*** Opening of TEXT UNDER STUDY ***

August 16, 2022

How Unforced Errors Hobbled America's Monkeypox Response

Katherine Eban at Vanity Fair:

Though Fenton is a FEMA superstar with ample experience responding to tornadoes and hurricanes, it would have been more logical for the top person to come from within the HHS family of agencies, though a division director from the Centers for Disease Control and Prevention (CDC) was assigned as Fenton’s deputy. The choice “reflects the fact that CDC can’t operate its way out of a paper bag,” said the former HHS official.

Third year into the covid-19 pandemic and I still can’t wrap my head around the fact that the CDC is moribund. Institutional decay comes for all during the fat and lazy times.

Katherine Eban also wrote this brilliant account of the lab-leak hypothesis and a hair-raising book about the FDA that made the agency’s fumbles, unlike the CDC’s, not at all surprising.

August 12, 2022

Associated Press:

Next year, the country is set to allow people to be killed exclusively for mental health reasons. It is also considering extending euthanasia to “mature” minors — children under 18 who meet the same requirements as adults.

That country is Canada. Yikes!

August 10, 2022

Ah, DC summers… (our office view right now)

*** Close of TEXT UNDER STUDY ***
*** Opening of DATASET EXTRACT ***

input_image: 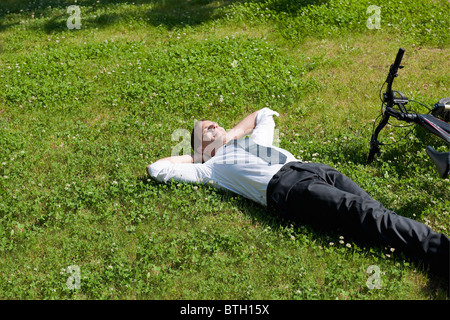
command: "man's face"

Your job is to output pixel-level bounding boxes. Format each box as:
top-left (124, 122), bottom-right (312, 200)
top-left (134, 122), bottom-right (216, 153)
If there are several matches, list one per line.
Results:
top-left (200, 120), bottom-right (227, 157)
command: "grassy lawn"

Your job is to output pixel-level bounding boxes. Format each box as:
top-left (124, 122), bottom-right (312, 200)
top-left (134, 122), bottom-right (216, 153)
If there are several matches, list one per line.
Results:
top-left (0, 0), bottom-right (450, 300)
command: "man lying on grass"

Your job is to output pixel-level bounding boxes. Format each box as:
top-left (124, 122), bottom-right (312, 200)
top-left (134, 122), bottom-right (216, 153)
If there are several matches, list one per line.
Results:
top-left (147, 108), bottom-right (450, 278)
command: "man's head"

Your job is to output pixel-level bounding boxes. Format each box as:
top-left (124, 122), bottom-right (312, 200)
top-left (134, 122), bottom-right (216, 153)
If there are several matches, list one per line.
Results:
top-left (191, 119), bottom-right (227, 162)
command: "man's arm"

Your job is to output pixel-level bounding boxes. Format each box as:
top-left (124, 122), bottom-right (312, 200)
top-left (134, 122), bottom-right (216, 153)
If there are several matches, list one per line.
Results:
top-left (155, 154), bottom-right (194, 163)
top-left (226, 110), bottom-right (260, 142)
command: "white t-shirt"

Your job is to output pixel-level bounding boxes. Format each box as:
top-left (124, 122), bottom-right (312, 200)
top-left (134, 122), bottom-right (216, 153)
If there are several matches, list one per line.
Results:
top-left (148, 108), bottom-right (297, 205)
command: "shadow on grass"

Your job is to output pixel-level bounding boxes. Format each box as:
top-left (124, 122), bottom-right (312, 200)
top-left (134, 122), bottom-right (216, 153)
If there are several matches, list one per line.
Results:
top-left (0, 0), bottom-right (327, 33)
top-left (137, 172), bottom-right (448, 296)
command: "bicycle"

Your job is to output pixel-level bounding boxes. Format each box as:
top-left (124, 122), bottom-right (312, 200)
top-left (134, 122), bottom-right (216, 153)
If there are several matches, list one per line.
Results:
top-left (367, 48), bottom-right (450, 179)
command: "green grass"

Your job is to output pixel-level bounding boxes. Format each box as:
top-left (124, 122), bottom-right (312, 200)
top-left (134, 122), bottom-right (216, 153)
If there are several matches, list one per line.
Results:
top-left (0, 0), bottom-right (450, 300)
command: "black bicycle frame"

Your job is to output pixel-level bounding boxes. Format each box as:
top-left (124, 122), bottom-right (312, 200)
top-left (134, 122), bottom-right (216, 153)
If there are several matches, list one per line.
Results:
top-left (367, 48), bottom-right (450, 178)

*** Close of DATASET EXTRACT ***

**TASK SET**
A) In the dated blog entries, who was assigned as Fenton's deputy?
B) Pick up the dated blog entries on monkeypox, euthanasia and DC summers after their last line.

**ANSWERS BY TASK**
A) A division director from the Centers for Disease Control and Prevention (CDC).

B)
August 8, 2022

Luck

Trite and predictable, with stilted animation, convoluted storytelling, and a general feeling of awkwardness that drowns the few good early scenes. We were re-watching Ratatouille for what feels like the 56th time last weekend and it is ridiculous how much better it is in every respect despite being 15 years older. Luck… will not be getting a re-watch.

🎬 Luck (2022) was a disappointment in every respect. The awkwardness started with the initial dancing video and continued through the end. My 9 y/o sort-of liked it, but she’d like anything with cats in it (and Bob is a poor copy of Jiji).

August 2, 2022

The perils of courting audience feedback, part deux

Nick Maggiulli:

But the desperate quest for attention hasn’t been limited to YouTubers. I recently tweeted about how Twitter has become an endless stream of threads and I’ve seen others note this as well (see here, here, and here). The sad thing is that these cheap engagement tactics actually work to grow your Twitter audience.

Just start a blog, says Nick. I concur. His is a good one.

July 25, 2022

Don’t read the comments

Gurwinder:

My brand image is, admittedly, diffuse and weak. My Twitter bio is “saboteur of narratives,” and few people can say for sure what I’m about, other than vague things like “thinker” or “dumb fuck.” And that’s how I like it. My vagueness makes me hard to pigeonhole, predict, and capture.

For this same reason, I’m suspicious of those with strong, sharply delineated brands. Human beings are capricious and largely formless storms of idiosyncrasies, so a human only develops a clear and distinct identity through the artifice of performance.

Try watching the transformation of Nikocado Avocado without extrapolating it to everyone on social media.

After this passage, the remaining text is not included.